_TEXTO DE LECTURA_:
════════

El reportaje literario

150 años de Azorín, fundador de la Generación del 98

José Martínez Ruiz, novelista lírico que mimaba el idioma, aprendió a hacerlo en la prisa nocturna de las redacciones periodísticas, y se convirtió en un camaleónico intelectual que pasó del anarquismo a la postura más conservadora

Álvaro Romero @aromerobernal1 /
22 ene 2023 / 10:01 h - Actualizado: 22 ene 2023 / 10:03 h.
"El reportaje literario"
  • 150 años de Azorín, fundador de la Generación del 98

Azorín, al que hace décadas que nadie lee -ni en las escuelas ni fuera de ellas-, tuvo una vida tan larga, que pudo permitirse el lujo de luchar por la gloria literaria, conseguirla, despreciarla y luego olvidarse de todo mientras el mundo derivaba hacia la democracia y hacia esa rebelión de las masas profetizada por Ortega y Gasset que él no soportaba. Su espíritu camaleónico le había dado para abrirse camino como escritor cuando todavía no era nadie a principios del siglo XX y, luego, rechazando su primera ideología anarquista, para erigirse en una voz autorizada en el panorama conservador que se iba consolidando en nuestro país a pesar de tantos pesares. “Las multitudes no pueden ser soberanas ni directoras”, llegó a escribir en el diario ABC, uno de los muchísimos periódicos que le habían abierto sus páginas desde que él, ansioso de fama y con talento, llegara a Madrid en un tren de tercera, sin saber aún que iba a convertirse en un prolijo periodista, en un excelente novelista capaz de detener el tiempo con la palabra precisa y en uno de los fracasados renovadores del teatro europeo desde esta España nuestra que no estuvo preparada tan temprano para tamaña innovación. Su trilogía dramática titulada Lo invisible, por ejemplo, tan vinculada al expresionismo, consiguió que la actriz de Benavente, Rosario Pino, pasara de elegante e irónica a profundamente trágica, pero el público no entendió nada entonces...

En primavera se van a cumplir 150 años de su nacimiento, en 1873, y tal vez sea hora ya de revisitar toda su obra desde la perspectiva siempre más sabia que da el tiempo, estemos o no de acuerdo con aquella consideración tan suya de los tiempos en que escribió Madrid, vuelto ya de su exilio voluntario en Francia tras la guerra civil y vuelto ya también de toda su aventura de escritor, aunque no muriera hasta 1967, con 93 años, cuando era ya un literato respetado pero al margen: “Los jóvenes llegan, a su vez, a ser viejos y se ven tratados como ellos trataron antes. No importa nada tampoco. Los viejos, ya de vuelta de muchas cosas, saben separar lo sustancial -que siempre es tradición- de los perifollos innovadores que suelen durar un día”.

════════

_OBJETIVO DEL EJERCICIO_: Reanuda el artículo sobre Azorín y prosíguelo a partir de su última frase. Las líneas no desempeñan ningún papel en esto.

[Registros de un conjunto de datos]
════════

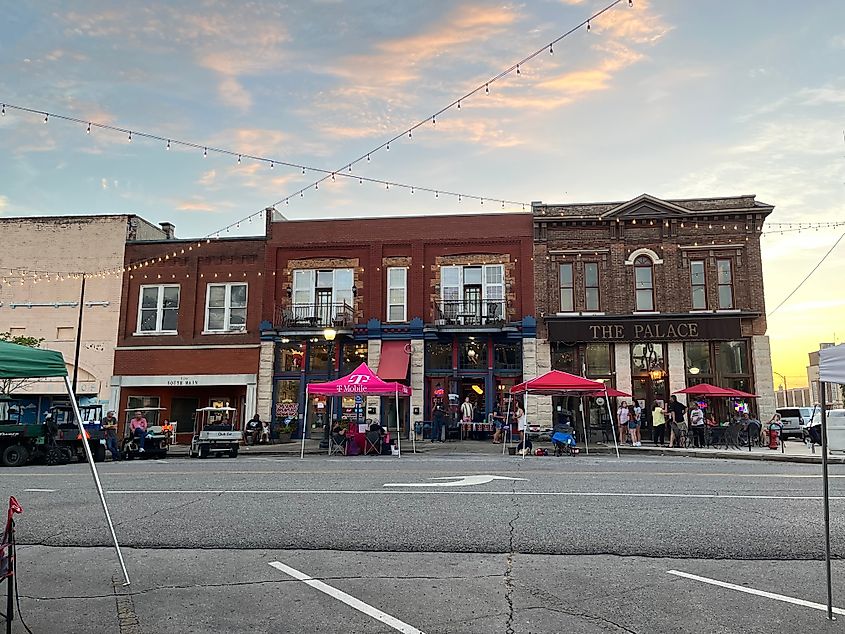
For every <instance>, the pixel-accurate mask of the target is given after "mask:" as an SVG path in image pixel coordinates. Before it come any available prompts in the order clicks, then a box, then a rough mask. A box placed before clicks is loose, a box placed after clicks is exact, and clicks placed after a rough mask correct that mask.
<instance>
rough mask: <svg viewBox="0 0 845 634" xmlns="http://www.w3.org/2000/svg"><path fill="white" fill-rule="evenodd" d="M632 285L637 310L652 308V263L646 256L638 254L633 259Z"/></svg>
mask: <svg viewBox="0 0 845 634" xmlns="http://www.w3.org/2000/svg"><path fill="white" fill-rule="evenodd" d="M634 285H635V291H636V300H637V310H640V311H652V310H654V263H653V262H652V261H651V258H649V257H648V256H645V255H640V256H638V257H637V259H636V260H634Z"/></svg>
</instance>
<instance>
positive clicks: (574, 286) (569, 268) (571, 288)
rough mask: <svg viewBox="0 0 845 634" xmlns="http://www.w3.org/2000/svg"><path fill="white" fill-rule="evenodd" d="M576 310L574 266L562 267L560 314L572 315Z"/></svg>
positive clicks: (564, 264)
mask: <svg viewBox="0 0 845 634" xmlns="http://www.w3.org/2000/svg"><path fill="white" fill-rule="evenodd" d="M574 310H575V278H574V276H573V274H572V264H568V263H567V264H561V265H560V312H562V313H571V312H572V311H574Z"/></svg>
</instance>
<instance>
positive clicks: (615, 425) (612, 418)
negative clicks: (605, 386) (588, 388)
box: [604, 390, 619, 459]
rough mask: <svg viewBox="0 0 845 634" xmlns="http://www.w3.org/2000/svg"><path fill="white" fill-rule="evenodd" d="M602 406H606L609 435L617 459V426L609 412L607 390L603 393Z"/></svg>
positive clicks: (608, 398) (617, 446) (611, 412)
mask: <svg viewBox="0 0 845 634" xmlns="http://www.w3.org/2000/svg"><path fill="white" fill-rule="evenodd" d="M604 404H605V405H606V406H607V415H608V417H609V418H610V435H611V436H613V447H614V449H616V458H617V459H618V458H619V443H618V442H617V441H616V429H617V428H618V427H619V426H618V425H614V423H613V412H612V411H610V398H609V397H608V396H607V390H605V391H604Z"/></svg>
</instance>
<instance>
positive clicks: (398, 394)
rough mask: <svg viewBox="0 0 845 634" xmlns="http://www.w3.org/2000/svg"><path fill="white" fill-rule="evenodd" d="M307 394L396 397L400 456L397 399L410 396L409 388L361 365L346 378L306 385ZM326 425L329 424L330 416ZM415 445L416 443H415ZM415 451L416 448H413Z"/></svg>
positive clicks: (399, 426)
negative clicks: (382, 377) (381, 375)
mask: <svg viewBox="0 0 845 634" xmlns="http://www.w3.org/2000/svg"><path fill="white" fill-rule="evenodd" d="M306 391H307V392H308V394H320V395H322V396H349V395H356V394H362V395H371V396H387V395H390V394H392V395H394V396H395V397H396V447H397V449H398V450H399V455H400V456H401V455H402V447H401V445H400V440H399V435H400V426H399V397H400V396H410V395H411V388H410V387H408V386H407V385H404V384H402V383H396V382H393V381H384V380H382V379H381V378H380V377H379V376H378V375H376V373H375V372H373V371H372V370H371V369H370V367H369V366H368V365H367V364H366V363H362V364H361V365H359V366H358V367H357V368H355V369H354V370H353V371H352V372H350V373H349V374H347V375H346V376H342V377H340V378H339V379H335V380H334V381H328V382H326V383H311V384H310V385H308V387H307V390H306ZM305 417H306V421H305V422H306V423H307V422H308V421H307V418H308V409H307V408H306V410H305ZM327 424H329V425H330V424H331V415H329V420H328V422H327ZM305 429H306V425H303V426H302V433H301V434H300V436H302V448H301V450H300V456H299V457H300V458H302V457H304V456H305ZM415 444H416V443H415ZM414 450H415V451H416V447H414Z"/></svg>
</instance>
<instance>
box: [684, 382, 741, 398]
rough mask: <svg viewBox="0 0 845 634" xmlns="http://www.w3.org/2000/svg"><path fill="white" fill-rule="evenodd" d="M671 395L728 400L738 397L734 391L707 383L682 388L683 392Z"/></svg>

════════

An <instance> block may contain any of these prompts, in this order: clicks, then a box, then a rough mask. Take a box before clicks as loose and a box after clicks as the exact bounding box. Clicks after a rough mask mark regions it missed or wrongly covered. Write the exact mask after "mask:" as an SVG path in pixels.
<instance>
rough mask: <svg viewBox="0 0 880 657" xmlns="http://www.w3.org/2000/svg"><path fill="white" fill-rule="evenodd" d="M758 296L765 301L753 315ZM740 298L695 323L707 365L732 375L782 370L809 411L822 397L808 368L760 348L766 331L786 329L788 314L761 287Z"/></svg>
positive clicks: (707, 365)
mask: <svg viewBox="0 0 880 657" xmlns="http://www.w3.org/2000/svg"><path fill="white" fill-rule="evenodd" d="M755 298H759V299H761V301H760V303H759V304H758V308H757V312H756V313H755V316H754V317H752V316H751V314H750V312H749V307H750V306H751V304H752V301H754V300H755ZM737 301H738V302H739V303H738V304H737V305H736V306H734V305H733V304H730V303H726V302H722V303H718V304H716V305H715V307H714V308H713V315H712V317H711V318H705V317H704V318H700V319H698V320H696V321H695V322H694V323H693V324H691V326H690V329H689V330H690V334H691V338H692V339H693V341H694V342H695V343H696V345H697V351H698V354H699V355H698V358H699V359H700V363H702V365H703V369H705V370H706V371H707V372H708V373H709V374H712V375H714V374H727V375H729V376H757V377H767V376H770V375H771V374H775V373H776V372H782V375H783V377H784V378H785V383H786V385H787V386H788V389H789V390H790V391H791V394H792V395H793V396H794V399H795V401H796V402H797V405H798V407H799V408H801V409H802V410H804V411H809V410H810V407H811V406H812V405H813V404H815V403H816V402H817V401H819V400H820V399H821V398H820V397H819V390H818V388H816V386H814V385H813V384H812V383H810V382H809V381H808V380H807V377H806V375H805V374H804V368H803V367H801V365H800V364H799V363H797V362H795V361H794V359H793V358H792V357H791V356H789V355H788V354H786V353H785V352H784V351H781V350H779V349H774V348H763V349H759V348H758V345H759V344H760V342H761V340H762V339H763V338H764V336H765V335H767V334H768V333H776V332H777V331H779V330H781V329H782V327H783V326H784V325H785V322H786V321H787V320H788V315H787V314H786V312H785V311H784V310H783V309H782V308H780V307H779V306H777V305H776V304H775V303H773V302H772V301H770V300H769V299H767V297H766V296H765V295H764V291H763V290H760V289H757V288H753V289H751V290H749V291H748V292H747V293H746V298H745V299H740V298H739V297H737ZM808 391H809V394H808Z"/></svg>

════════

_RESULTADO_:
José Martínez Ruiz, el mayor de nueve hermanos, había nacido en Monóvar (Alicante), en una familia acomodada -pues su padre era abogado y poseía una importante hacienda- que pudo darle estudios: el bachillerato en el colegio de los Escolapios de Yecla (Murcia), el pueblo de su padre, y luego la carrera de Derecho en Valencia, de donde salió en 1896 sin título porque al joven José le interesaban en aquella época todas las disciplinas del mundo, desde la literatura hasta la pintura, pasando por la política en su acepción más brava, mucho más que las leyes. Él mismo habría de recordarse llegando a Madrid en aquellos últimos años del siglo XIX cuando, casi 45 años más tarde, regresa de su exilio francés a Valencia, donde había vivido precisamente los años más fogosos de su juventud universitaria. De 1896 a 1940 había pasado para Azorín lo más granado de su vida y su obra y, para España, el período más convulso que el propio escritor había podido imaginar. “No necesito nada. Gracias a todos, señores. He sido escritor famoso, y ya no lo soy. No soy ni escritor, ni famoso. No me conoce ya nadie”. Así empieza su ensayo Madrid, escrito en apenas dos meses de aquel invierno de 1940 en que él mismo rememora tantas cosas de su propia vida, entre otras las peripecias literarias del Grupo de los Tres, formado por Pío Baroja, Ramiro de Maeztu y él mismo, el núcleo duro y original de una Generación del 98 -al que se añadiría Miguel de Unamuno- definida por él mismo en varios artículos de 1913, y que se diferenciaba ya entonces por otros grupos liderados por Valle-Inclán o Jacinto Benavente, a causa de las distintas sensibilidades con ese otro movimiento mucho más internacional que dio en llamarse Modernismo o a causa del éxito comercial que unos consiguieron sobre las tablas del teatro -la tele o el YouTube de entonces- y otros no...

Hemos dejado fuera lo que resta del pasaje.